#### Records shown

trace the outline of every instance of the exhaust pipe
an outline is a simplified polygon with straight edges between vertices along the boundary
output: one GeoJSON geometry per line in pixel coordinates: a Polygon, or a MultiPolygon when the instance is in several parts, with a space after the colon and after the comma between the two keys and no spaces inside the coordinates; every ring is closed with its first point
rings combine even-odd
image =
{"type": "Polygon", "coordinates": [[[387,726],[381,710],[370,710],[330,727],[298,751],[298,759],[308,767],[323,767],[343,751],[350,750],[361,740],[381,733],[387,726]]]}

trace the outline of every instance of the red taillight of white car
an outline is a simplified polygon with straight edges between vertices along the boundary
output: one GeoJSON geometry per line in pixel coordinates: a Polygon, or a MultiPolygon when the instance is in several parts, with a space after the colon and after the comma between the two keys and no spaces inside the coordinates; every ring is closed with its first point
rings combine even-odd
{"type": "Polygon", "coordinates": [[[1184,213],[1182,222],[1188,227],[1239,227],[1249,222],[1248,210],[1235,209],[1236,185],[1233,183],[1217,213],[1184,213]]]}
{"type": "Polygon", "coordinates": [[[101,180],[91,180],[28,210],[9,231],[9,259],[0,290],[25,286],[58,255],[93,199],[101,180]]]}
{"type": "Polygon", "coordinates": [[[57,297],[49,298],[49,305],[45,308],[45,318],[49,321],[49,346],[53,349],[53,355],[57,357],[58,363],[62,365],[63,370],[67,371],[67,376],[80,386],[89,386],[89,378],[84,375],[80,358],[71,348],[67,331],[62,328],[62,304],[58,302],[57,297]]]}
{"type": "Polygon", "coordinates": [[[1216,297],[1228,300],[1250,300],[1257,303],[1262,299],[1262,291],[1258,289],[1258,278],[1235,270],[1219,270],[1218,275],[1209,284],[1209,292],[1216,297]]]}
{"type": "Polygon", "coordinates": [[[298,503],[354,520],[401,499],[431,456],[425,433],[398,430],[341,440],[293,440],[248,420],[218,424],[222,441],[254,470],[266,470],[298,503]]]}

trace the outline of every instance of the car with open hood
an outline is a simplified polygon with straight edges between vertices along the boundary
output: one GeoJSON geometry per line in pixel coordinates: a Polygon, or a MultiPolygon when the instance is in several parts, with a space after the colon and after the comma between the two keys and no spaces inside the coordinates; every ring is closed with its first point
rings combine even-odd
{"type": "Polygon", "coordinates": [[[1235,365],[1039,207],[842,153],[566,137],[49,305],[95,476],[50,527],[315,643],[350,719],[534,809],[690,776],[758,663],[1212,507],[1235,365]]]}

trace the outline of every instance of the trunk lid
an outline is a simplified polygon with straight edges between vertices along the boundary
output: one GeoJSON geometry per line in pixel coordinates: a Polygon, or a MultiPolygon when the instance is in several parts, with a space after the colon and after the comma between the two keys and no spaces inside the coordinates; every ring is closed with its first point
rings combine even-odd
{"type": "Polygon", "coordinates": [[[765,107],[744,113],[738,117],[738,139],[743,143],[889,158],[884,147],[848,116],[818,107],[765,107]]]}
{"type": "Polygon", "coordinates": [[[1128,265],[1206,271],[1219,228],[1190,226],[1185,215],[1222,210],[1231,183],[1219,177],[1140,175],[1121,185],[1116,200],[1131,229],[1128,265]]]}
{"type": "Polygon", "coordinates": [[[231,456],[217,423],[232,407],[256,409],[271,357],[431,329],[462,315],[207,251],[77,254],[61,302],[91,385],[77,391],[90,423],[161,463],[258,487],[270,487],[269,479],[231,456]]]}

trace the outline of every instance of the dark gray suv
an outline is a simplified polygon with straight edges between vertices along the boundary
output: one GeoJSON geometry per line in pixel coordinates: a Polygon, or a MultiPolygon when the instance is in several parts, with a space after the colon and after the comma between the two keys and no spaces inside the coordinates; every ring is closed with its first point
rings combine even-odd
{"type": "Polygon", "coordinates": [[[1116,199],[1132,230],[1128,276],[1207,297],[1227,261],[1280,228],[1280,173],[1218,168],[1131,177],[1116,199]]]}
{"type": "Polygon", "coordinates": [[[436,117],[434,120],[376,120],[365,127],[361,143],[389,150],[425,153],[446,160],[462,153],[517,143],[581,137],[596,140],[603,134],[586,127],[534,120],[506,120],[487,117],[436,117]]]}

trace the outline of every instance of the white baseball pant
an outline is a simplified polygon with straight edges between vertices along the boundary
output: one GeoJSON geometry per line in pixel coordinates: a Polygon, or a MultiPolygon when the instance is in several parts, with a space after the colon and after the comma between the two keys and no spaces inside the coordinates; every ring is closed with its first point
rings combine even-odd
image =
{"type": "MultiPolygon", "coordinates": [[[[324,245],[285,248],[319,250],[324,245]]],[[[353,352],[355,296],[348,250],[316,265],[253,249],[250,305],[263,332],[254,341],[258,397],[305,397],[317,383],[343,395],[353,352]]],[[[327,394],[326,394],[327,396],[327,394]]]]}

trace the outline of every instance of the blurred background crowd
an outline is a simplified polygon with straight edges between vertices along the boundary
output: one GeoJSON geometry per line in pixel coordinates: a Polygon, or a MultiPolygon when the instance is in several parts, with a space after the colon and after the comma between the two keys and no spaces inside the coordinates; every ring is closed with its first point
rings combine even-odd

########

> **Problem description**
Each record above, from first to last, should be written out again exactly.

> **Completed task**
trace the outline of every instance of the exhaust pipe
an outline is a simplified polygon with straight edges between vertices along the boundary
output: one GeoJSON geometry per line in pixel coordinates: a Polygon, or a MultiPolygon when the instance is in several parts, with a space after the colon and after the comma between the two keys and no spaces inside the coordinates; every ring is closed with its first point
rings combine even-odd
image =
{"type": "Polygon", "coordinates": [[[387,726],[381,710],[370,710],[330,727],[298,751],[298,759],[308,767],[323,767],[343,751],[350,750],[361,740],[381,733],[387,726]]]}

trace the outline of every instance of the red taillight of white car
an outline is a simplified polygon with straight edges between vertices along the boundary
output: one GeoJSON geometry per line in pixel coordinates: a Polygon, or a MultiPolygon when the instance is in several parts, with a space after the colon and after the comma between the two keys and no spaces inside the coordinates; every ring is closed with its first point
rings combine even-odd
{"type": "Polygon", "coordinates": [[[1184,213],[1182,222],[1188,227],[1239,227],[1249,222],[1248,210],[1235,209],[1236,185],[1233,183],[1217,213],[1184,213]]]}
{"type": "Polygon", "coordinates": [[[101,180],[91,180],[28,210],[9,231],[9,259],[0,290],[25,286],[58,255],[93,199],[101,180]]]}
{"type": "Polygon", "coordinates": [[[57,297],[49,298],[49,305],[45,308],[45,318],[49,321],[49,346],[53,349],[53,355],[57,357],[58,363],[62,365],[63,370],[67,371],[67,376],[80,386],[89,386],[89,378],[84,375],[80,358],[71,348],[67,331],[62,328],[62,304],[58,302],[57,297]]]}
{"type": "Polygon", "coordinates": [[[1216,297],[1228,300],[1250,300],[1257,303],[1262,299],[1262,291],[1258,289],[1258,278],[1235,270],[1219,270],[1218,275],[1209,284],[1209,292],[1216,297]]]}
{"type": "Polygon", "coordinates": [[[298,503],[354,520],[401,499],[431,456],[425,433],[398,430],[341,440],[293,440],[248,420],[218,424],[222,441],[254,470],[266,470],[298,503]]]}

trace the outline of every instance of the car with open hood
an outline is a simplified polygon with straight edges between vertices along the boundary
output: one GeoJSON geometry per line in pixel coordinates: a Polygon, or a MultiPolygon when the instance is in several parts, with a space after the colon and after the comma between the two keys and no spaces inside the coordinates; every ring is closed with its first point
rings combine even-odd
{"type": "Polygon", "coordinates": [[[1235,365],[1039,207],[842,153],[566,137],[49,305],[95,476],[50,527],[315,643],[350,719],[534,809],[690,776],[758,663],[1212,507],[1235,365]]]}

trace the outline of every instance of the trunk lid
an outline is a simplified polygon with straight edges between vertices along the boundary
output: one GeoJSON geometry per line in pixel coordinates: a Polygon, or a MultiPolygon when the instance is in several parts, with a space after the colon and after the comma between the two keys and no spaces inside the coordinates; every ring is closed with its first point
rings combine even-odd
{"type": "Polygon", "coordinates": [[[765,107],[744,113],[738,117],[738,139],[743,143],[889,158],[884,147],[848,116],[818,107],[765,107]]]}
{"type": "Polygon", "coordinates": [[[1128,265],[1206,271],[1219,228],[1190,226],[1185,215],[1222,210],[1231,183],[1219,177],[1140,175],[1121,185],[1116,200],[1131,229],[1128,265]]]}
{"type": "Polygon", "coordinates": [[[231,456],[217,423],[232,407],[256,409],[271,357],[431,329],[462,315],[207,251],[77,254],[61,302],[91,385],[77,391],[90,423],[161,463],[258,487],[270,487],[269,479],[231,456]]]}

trace the outline of every instance of the dark gray suv
an outline is a simplified polygon with straight edges between vertices along the boundary
output: one GeoJSON geometry per line in pixel coordinates: a Polygon, or a MultiPolygon when the instance is in several parts, with a space after the colon and after the comma between the two keys and no spaces inside the coordinates; every ring is closed with its first point
rings combine even-odd
{"type": "Polygon", "coordinates": [[[1116,199],[1132,230],[1128,276],[1207,297],[1227,261],[1280,228],[1280,173],[1218,168],[1131,177],[1116,199]]]}
{"type": "Polygon", "coordinates": [[[436,117],[434,120],[376,120],[365,127],[361,143],[389,150],[425,153],[446,160],[462,153],[517,143],[581,137],[596,140],[603,134],[586,127],[534,120],[506,120],[487,117],[436,117]]]}

trace the outline of every instance of the white baseball pant
an outline is a simplified polygon with straight edges between vertices along the boundary
output: one GeoJSON geometry per line in pixel coordinates: a Polygon, or a MultiPolygon when the instance is in several parts, with a space after the colon and after the comma between the two keys and no spaces inside the coordinates; every ring is closed with its first point
rings combine even-odd
image =
{"type": "MultiPolygon", "coordinates": [[[[324,245],[285,248],[319,250],[324,245]]],[[[353,352],[355,296],[348,250],[316,265],[253,249],[250,305],[263,332],[254,341],[258,397],[305,397],[317,383],[343,395],[353,352]]],[[[327,394],[326,394],[327,396],[327,394]]]]}

trace the outline of every instance of the blurred background crowd
an outline is a simplified polygon with straight edges between vertices along the boundary
output: one GeoJSON geometry per line in pixel coordinates: a Polygon, or a MultiPolygon when the instance is in several parts, with a space after the colon and after the comma between the two keys and no spaces inside the coordinates; every ring is closed with its first point
rings combine even-odd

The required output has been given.